Start of QUOTED TEXT

Thread: [PROPOSAL] : Disallow use of empty column name in (column_name '') in ALTER or CREATE of foreign table.

Hi,


--------------------------------------------------------------------------------------------------------------
Actual column names used while creation of foreign table are not allowed to be an
empty string, but when we use column_name as an empty string in OPTIONS during
CREATE or ALTER of foreign tables, it is allowed.

EXAMPLES:-
1) CREATE FOREIGN TABLE test_fdw("" VARCHAR(15), id VARCHAR(5)) SERVER localhost_fdw OPTIONS (schema_name 'public', table_name 'test');
ERROR:  zero-length delimited identifier at or near """"
LINE 1: CREATE FOREIGN TABLE test_fdw("" VARCHAR(15), id VARCHAR(5))...

2) CREATE FOREIGN TABLE test_fdw(name VARCHAR(15) OPTIONS (column_name ''), id VARCHAR(5)) SERVER localhost_fdw OPTIONS (schema_name 'public', table_name 'test');
CREATE FOREIGN TABLE

postgres@43832=#\d test_fdw
                          Foreign table "public.test_fdw"
 Column |         Type          | Collation | Nullable | Default |   FDW options    
--------+-----------------------+-----------+----------+---------+------------------
 name   | character varying(15) |           |          |         | (column_name '')
 id     | character varying(5)  |           |          |         |
Server: localhost_fdw
FDW options: (schema_name 'public', table_name 'test')

--------------------------------------------------------------------------------------------------------------

Due to the above, when we try to simply select a remote table, the remote query uses
the empty column name from the FDW column option and the select fails.

EXAMPLES:-
1) select * from test_fdw;
ERROR:  zero-length delimited identifier at or near """"
CONTEXT:  remote SQL command: SELECT "", id FROM public.test

2) explain verbose select * from test_fdw;
                                QUERY PLAN                                
--------------------------------------------------------------------------
 Foreign Scan on public.test_fdw  (cost=100.00..297.66 rows=853 width=72)
   Output: name, id
   Remote SQL: SELECT "", id FROM public.test
(3 rows)

--------------------------------------------------------------------------------------------------------------

We can fix this issue either during fetching of FDW column option names while
building remote query or we do not allow at CREATE or ALTER of foreign tables itself.

End of QUOTED TEXT
Start of GIVEN MATERIAL

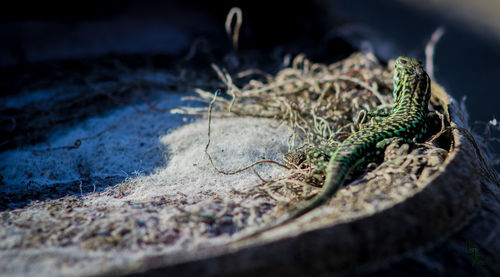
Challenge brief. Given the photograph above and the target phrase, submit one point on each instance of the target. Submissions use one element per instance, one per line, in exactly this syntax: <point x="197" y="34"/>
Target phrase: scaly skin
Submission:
<point x="406" y="122"/>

End of GIVEN MATERIAL

Can you retype, word for word, the part of the thread above on empty column names in foreign tables, starting with "Column |         Type" and going on through "the select fails."?

◆ RESULT OF THE EXERCISE ◆
Column |         Type          | Collation | Nullable | Default |   FDW options    
--------+-----------------------+-----------+----------+---------+------------------
 name   | character varying(15) |           |          |         | (column_name '')
 id     | character varying(5)  |           |          |         |
Server: localhost_fdw
FDW options: (schema_name 'public', table_name 'test')

--------------------------------------------------------------------------------------------------------------

Due to the above, when we try to simply select a remote table, the remote query uses
the empty column name from the FDW column option and the select fails.